-- Exercise passage follows --

Major Chinese dairy companies on Friday vowed to ensure the safety of their products "at all costs" amid the ongoing tainted milk scandal.
"We firmly support the decision taken by the [Communist] Party central committee and the State Council. We will ensure food safety at all costs and fully implement the measures to clean up the dairy industry," said Yang Wenjun, president of the leading Mengniu group, which is headquartered in north China's Inner Mongolia Autonomous Region.
Yang, on behalf of the company's 30,000 employees, apologized to the public as some batches of Mengniu's products were found to be contaminated with melamine, a hazardous industrial chemical.
"The contamination is a shame for us all that cannot be effaced," he added. Yang said the company was recalling all the tainted products and would destroy them.
Zhang Jianqiu, executive president of Yili, also announced full support of the central government's decision to overhaul the dairy industry.
Yili would review every stage in the processes of buying, processing and selling to ensure no more tainted milk.
Bright Dairy & Food Co., headquartered in Shanghai, would take all responsibility for its products and its compensation for victims of tainted milk would be twice what the government required, a company spokesman told Xinhua.
More than 6,200 infants have developed kidney stones after drinking baby formula tainted with the chemical melamine, which makes the protein content of the milk appearing higher than it is actually.
Four babies have died.
Dairy giant Sanlu, based in the Hebei provincial capital of Shijiazhuang in north China, was the first company exposed in the scandal.

-- Exercise passage concluded --

Apply what you read:
1) Translate this sentence from the tainted milk passage into Spanish: "Zhang Jianqiu, executive president of Yili, also announced full support of the central government's decision to overhaul the dairy industry."
2) Copy out the part of the tainted milk passage that begins at the words "Yili would review" and stops after "spokesman told Xinhua.", renaming "Bright Dairy & Food Co." as "Bright Dairy".

-- Recorded information follows --

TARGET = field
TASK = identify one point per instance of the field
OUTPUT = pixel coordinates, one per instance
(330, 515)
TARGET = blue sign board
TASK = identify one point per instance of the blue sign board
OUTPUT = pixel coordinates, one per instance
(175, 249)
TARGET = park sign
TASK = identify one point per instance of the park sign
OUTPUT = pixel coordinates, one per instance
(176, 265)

-- Recorded information concluded --

Solutions to the exercise:
1) Zhang Jianqiu, presidente ejecutivo de Yili, también anunció su pleno apoyo a la decisión del gobierno central de reformar a fondo la industria láctea.

2)
Yili would review every stage in the processes of buying, processing and selling to ensure no more tainted milk.
Bright Dairy, headquartered in Shanghai, would take all responsibility for its products and its compensation for victims of tainted milk would be twice what the government required, a company spokesman told Xinhua.